*** Entries supplied
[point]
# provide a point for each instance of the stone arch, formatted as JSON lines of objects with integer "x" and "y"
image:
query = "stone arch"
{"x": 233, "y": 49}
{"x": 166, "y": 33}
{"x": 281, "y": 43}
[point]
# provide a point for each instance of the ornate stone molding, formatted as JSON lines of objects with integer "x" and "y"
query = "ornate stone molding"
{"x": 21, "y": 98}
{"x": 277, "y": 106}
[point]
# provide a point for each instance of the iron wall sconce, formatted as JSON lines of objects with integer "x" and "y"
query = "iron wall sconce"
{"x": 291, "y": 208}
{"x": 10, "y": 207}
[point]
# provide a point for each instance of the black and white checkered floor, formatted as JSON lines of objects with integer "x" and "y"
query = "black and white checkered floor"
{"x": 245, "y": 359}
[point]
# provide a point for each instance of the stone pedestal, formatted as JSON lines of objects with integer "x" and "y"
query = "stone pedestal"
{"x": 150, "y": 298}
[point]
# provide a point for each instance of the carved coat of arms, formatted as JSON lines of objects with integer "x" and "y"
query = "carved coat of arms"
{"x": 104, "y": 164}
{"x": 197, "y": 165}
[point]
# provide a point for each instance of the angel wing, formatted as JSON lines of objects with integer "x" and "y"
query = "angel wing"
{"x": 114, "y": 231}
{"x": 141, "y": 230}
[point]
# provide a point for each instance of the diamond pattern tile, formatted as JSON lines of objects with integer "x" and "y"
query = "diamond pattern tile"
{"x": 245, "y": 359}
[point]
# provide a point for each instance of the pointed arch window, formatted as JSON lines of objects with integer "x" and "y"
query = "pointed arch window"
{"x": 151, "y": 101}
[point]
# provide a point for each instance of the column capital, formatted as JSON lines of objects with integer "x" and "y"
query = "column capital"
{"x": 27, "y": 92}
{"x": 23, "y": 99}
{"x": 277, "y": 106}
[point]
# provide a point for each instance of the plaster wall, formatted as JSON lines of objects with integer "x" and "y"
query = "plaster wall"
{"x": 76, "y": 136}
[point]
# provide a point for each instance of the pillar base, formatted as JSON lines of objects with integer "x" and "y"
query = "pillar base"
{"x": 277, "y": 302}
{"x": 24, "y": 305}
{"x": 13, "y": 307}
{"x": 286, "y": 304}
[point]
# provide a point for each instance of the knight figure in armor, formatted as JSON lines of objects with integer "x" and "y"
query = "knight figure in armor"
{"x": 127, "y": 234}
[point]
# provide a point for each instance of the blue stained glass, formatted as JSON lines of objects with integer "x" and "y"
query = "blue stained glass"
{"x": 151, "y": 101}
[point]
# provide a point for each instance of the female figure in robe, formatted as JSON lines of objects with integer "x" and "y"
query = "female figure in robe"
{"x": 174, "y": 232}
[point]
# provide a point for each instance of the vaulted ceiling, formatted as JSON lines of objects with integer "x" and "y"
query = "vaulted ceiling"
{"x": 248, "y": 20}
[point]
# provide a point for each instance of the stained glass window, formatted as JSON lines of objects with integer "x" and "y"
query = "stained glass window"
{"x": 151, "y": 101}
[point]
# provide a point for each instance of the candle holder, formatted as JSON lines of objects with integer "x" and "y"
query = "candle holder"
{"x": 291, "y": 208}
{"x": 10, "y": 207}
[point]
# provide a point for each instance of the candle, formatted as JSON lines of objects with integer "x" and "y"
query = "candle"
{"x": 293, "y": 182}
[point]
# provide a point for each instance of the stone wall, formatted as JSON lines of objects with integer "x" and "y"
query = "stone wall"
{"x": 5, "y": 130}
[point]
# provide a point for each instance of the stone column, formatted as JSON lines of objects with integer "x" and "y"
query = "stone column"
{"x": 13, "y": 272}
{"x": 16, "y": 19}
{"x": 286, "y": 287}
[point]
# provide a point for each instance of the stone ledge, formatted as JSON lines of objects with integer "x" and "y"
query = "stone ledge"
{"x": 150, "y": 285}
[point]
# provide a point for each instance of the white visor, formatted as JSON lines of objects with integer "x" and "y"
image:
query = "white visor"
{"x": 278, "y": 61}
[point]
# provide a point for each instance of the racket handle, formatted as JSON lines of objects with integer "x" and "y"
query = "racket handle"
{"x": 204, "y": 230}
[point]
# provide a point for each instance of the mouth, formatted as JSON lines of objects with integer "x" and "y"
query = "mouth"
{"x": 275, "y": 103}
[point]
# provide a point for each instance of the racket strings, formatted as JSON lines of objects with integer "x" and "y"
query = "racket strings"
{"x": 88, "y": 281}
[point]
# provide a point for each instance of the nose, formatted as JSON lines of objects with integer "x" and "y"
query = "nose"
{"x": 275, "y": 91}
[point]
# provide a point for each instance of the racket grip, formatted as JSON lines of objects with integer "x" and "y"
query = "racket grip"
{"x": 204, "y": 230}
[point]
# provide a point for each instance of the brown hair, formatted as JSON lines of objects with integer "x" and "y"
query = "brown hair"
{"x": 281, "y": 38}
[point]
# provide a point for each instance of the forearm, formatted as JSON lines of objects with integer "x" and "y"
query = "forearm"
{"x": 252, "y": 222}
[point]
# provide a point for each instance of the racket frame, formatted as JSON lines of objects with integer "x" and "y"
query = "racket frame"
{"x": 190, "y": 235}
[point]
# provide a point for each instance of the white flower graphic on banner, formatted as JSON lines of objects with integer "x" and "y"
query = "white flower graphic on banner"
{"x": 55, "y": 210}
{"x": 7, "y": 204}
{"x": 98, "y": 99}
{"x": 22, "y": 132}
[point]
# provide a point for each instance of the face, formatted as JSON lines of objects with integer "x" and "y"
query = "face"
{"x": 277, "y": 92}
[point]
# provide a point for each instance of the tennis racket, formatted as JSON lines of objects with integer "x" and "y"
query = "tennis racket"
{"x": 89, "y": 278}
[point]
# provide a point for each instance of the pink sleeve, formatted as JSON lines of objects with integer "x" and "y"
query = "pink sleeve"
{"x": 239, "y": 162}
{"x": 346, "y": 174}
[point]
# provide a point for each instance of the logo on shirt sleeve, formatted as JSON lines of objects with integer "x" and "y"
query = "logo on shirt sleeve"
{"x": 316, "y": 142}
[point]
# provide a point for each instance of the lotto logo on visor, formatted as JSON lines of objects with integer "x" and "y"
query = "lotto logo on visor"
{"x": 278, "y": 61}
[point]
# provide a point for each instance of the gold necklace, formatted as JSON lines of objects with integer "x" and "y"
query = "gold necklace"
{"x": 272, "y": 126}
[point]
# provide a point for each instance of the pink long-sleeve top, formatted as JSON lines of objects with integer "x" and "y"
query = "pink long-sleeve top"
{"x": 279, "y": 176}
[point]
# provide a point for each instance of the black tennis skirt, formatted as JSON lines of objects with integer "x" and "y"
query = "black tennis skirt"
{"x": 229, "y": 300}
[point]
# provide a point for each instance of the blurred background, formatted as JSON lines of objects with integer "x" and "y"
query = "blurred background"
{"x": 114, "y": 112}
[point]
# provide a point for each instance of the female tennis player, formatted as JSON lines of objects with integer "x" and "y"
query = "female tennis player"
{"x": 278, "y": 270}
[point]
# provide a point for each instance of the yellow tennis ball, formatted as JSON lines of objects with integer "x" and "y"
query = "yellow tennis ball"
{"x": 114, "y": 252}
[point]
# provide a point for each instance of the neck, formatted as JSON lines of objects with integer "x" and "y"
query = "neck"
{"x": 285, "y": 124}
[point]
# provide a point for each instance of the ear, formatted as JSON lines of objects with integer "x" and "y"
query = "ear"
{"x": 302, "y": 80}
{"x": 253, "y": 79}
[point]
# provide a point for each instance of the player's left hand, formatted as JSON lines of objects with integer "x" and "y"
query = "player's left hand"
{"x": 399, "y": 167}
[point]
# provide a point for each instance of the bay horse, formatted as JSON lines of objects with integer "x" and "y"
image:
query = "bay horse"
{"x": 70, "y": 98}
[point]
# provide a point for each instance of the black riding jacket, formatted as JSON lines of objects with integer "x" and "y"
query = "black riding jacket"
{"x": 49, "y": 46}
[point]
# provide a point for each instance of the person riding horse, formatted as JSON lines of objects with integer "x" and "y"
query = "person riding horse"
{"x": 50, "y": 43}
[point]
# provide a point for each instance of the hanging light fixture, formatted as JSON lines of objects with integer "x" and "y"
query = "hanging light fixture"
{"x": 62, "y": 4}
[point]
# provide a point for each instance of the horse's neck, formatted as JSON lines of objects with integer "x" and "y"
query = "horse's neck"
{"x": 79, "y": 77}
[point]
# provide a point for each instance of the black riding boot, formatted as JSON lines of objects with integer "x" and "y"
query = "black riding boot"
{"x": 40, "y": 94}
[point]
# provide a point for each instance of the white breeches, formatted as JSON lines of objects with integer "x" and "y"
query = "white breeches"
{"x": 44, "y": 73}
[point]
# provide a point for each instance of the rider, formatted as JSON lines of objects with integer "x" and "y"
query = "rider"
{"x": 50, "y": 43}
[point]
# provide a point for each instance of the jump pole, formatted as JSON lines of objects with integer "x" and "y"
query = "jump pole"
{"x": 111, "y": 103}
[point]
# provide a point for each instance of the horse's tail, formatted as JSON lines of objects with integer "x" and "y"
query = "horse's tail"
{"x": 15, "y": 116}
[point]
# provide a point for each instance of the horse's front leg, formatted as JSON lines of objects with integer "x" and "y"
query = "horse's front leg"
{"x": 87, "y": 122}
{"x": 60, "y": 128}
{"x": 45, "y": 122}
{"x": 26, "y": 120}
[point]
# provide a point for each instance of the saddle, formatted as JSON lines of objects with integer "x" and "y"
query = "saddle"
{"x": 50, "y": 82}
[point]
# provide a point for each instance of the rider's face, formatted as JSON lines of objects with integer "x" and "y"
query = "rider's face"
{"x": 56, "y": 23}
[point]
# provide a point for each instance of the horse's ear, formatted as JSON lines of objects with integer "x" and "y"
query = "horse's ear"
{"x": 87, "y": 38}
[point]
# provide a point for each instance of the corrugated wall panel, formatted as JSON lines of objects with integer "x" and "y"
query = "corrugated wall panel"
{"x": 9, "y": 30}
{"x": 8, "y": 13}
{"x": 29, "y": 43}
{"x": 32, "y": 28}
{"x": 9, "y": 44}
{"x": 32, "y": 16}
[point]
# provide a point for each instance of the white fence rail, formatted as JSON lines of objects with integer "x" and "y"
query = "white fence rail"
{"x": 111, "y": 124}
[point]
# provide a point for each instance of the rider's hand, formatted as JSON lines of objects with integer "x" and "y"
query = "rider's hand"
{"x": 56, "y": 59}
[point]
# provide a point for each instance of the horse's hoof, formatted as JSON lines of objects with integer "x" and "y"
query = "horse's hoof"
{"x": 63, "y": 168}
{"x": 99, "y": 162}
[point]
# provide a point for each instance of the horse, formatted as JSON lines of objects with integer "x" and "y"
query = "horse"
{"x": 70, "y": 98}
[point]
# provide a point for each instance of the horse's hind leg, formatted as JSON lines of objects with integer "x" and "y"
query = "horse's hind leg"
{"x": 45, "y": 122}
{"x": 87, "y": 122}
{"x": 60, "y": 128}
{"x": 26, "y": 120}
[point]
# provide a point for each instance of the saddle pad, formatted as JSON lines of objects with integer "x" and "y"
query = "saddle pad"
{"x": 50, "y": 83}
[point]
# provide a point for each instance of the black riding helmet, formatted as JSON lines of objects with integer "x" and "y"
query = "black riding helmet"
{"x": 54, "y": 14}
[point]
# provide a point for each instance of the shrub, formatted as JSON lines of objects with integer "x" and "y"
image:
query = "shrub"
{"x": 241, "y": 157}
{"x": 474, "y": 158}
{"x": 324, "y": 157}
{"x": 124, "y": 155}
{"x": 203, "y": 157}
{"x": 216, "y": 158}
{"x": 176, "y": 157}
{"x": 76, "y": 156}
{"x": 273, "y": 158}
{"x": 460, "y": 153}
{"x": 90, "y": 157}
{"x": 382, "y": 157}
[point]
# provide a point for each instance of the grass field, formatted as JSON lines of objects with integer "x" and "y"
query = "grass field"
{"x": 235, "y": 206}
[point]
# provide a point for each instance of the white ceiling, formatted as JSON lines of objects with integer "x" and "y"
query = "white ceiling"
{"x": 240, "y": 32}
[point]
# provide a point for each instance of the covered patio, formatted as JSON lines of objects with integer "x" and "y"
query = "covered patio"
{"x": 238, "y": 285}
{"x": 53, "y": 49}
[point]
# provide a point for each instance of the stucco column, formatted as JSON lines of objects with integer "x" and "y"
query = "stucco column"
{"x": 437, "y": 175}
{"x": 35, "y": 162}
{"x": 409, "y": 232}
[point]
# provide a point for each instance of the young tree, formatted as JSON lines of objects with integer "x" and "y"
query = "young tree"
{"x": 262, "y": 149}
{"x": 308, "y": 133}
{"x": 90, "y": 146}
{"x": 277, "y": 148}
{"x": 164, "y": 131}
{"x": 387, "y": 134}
******
● Exercise requirements
Could you return exactly the stretch of the data above that starts at the line with "# provide a point for each instance of the brown" and ends at the line with "# provide a point for each instance of the white flower", both lines included?

● Final answer
# provide a point for each instance of the brown hair, formatted as JSON lines of objects with integer "x" and "y"
query = "brown hair"
{"x": 281, "y": 38}
[point]
# provide a point for each instance of the forearm, formatted as JSON lines of objects with integer "x" and "y"
query = "forearm"
{"x": 252, "y": 222}
[point]
# provide a point for each instance of the racket frame, formatted as JSON lines of objects with integer "x" and "y"
query = "racket frame"
{"x": 190, "y": 235}
[point]
# provide a point for each instance of the white flower graphic on banner, formatted as JSON lines of objects with integer "x" and "y"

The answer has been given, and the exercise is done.